Parece ser que aquellos años tan espléndidamente anárquicos acabaron por completo con mi tolerancia a cualquier clase de sujeción, por mínima que fuese. Mi madre, haciendo gala de tacto, encanto y habilidad, apoyada por mi repentina traición, por Londres, Peter Pan, Donde termina el arco iris y Chu Chin Chow, logró un cambio completo de mis inclinaciones, así como domarme, más o menos, para la vida familiar. Pero mis tempranas experiencias escolares, primero en el jardín de infancia, luego en la escuela de mi hermana, que también aceptaba alumnos varones, y finalmente en una horrible escuela preparatoria cerca de Maidenhead, a la que habían puesto el nombre de un santo celta, acabaron todas ellas en una catástrofe similar. Parecía un muchacho inofensivo, era más presentable que antes y mis modales tenían una desenvoltura placentera, todo lo cual me valía al principio unas opiniones sobre mí excelentes. Pero en cuanto empezaban a revelarse las influencias anteriores, aquellas efímeras virtudes debían de parecer un cruel barniz de Fauntleroy, adoptado con cinismo para enmascarar al desalmado personaje de Charles Addams que acechaba debajo. Coloreaban con una tonalidad todavía más oscura la suma de fechorías que pronto empezaron a acumularse. Hoy en día, cuando tengo un atisbo de algún niño parecido al que fui, experimento un sentimiento de afinidad y de pavor.
Primero causaba aturdimiento y luego desesperación. Hacia los diez años, mi fracaso escolar era muy preocupante, y me llevaron a dos psiquiatras. He leído emocionado, en una biografía reciente, que el primero y más simpático había atendido a Virginia Woolf, y por un momento pensé que tal vez había visto a la autora delante de mí, en la sala de espera. Por desgracia, esas visitas tuvieron lugar antes de que yo naciera. El segundo, de aspecto más severo, recomendó que me matricularan en una escuela mixta y muy avanzada para niños difíciles, cerca de Bury Saint Edmunds.

- - - -

• _Tareas pendientes_
1. Resume en dos oraciones el fragmento autobiográfico.
2. Convierte en una lista breve el párrafo del fragmento autobiográfico que empieza por "Primero causaba aturdimiento", sin perder sus datos principales.
3. Prosigue el fragmento autobiográfico con un párrafo que empiece justo después de su última oración.

• _Registros de anotación de puntos_
- - - -

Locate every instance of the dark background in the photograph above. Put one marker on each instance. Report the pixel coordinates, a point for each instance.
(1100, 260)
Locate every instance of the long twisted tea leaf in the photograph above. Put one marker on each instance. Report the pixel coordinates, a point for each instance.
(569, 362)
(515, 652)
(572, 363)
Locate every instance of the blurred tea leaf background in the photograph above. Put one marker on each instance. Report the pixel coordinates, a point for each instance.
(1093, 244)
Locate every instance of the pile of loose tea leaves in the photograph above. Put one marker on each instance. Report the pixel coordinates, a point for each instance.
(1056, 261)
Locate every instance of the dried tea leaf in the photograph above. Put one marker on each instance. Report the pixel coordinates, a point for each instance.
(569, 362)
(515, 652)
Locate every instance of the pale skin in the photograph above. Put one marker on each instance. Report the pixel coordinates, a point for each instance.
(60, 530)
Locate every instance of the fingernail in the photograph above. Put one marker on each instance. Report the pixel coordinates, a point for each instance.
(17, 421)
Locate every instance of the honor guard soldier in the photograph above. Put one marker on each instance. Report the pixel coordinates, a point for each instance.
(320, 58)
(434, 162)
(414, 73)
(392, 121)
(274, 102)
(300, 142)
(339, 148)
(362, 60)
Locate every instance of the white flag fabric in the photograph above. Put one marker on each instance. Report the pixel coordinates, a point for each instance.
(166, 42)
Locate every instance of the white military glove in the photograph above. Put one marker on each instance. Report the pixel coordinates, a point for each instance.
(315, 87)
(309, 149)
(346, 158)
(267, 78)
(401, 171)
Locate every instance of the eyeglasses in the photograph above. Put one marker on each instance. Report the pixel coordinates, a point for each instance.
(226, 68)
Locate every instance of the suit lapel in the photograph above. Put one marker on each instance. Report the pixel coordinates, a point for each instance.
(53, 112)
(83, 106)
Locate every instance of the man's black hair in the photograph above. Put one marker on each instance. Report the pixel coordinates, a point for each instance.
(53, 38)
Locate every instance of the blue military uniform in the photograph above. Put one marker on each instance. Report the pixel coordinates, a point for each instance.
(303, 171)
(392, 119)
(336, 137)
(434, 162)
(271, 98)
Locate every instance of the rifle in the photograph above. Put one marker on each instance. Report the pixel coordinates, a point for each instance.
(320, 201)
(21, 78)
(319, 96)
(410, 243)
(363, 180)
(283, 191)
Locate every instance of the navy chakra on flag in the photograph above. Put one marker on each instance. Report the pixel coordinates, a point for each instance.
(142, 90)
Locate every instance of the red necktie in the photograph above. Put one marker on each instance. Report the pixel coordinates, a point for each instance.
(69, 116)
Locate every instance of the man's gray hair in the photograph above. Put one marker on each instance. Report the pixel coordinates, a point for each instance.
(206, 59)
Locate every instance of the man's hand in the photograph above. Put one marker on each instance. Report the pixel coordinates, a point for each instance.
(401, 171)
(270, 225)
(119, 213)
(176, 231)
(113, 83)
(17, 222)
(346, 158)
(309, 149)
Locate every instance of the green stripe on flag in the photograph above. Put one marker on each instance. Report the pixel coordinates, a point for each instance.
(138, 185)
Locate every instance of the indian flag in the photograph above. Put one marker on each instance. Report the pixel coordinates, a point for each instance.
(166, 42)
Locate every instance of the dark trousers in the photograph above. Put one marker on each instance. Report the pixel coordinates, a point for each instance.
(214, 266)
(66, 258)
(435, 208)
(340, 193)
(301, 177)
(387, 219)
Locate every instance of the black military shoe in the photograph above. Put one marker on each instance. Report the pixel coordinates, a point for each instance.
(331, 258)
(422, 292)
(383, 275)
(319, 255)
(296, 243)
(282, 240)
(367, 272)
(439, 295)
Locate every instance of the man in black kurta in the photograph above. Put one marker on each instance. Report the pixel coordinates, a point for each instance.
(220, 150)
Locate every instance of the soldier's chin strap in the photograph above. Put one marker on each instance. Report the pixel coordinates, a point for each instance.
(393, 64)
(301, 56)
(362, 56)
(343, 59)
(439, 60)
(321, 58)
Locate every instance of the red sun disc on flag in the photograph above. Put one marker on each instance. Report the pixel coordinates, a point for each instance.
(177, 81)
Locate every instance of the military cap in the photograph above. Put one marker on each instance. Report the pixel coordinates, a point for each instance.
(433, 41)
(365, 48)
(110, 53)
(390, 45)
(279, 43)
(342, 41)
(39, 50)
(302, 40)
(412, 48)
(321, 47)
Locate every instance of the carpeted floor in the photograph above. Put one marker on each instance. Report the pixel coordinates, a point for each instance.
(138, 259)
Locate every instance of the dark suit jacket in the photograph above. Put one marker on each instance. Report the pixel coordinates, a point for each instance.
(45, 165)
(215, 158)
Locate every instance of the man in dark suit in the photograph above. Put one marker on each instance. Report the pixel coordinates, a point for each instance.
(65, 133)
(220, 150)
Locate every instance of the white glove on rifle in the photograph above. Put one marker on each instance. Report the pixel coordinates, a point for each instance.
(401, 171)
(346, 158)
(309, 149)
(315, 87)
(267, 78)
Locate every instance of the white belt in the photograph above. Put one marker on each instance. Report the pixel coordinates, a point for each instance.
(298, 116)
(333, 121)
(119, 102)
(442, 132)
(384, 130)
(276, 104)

- - - -

• _Resultados del ejercicio_
1. Tras unos años anárquicos que acabaron con su tolerancia a cualquier sujeción, el narrador fue domado más o menos para la vida familiar por su madre, pero sus primeras experiencias escolares terminaron todas en una catástrofe similar. Hacia los diez años su fracaso escolar era tan preocupante que lo llevaron a dos psiquiatras, y el segundo recomendó matricularlo en una escuela mixta y muy avanzada para niños difíciles, cerca de Bury Saint Edmunds.

2.
- Primero provocaba aturdimiento y después desesperación.
- Hacia los diez años, su fracaso escolar era muy preocupante y lo llevaron a dos psiquiatras.
- Según una biografía reciente, el primero, más simpático, había atendido a Virginia Woolf, aunque esas visitas fueron anteriores al nacimiento del narrador.
- El segundo, de aspecto más severo, recomendó una escuela mixta y muy avanzada para niños difíciles, cerca de Bury Saint Edmunds.

3.
Salsham Hall, en Salsham-le-Sallows, era una casa solariega inclasificable pero cautivadora, rodeada de bosque y con un lago de aguas a menudo encrespadas en las cercanías de Suffolk, donde ancho era el cielo y abundantes los campanarios. El director era un hombre de cabello gris y mirada huraña a quien llamaban Comandante Veraz, y cuando divisé dos barbas (muy infrecuentes en aquel entonces) entre el personal variopinto y de aspecto excéntrico, los pesados brazaletes, el ámbar, las borlas y el tejido de confección casera, y conocí a mis condiscípulos, unos treinta chicos y chicas desde los cuatro años de edad hasta casi los veinte, todos con chaquetas marrones y sandalias: a los músicos, casi geniales, pero que sufrían ataques esporádicos; al sobrino del millonario que, armado de un palo, perseguía los automóviles por las carreteras rurales; a la hija del almirante, guapa y un tanto cleptómana; al hijo del persevante, que sufría pesadillas y tenía una pasión heredada y contagiosa por la heráldica; a los atrasados, a los sonámbulos, a los mitómanos (me refiero a quienes tienen una capacidad inventiva más pronunciada que los demás, lo cual era totalmente inocuo, puesto que nadie nos creía) y, por último, a los pilluelos como yo que tan solo eran muy traviesos... Sabía que aquello iba a gustarme. Al principio la euritmia en adoración de la naturaleza que se realizaba en un granero y los bailes rurales en los que el comandante dirigía tanto al personal como a los niños eran un poco desconcertantes, porque todo el mundo iba desnudo. Ágil y seriamente, con el ritmo marcado por un piano y un fonógrafo, ejecutábamos velozmente las figuras de «recolectar guisantes», la «ronda de Sellinger», la «recogida de palos» y el «viejo topo».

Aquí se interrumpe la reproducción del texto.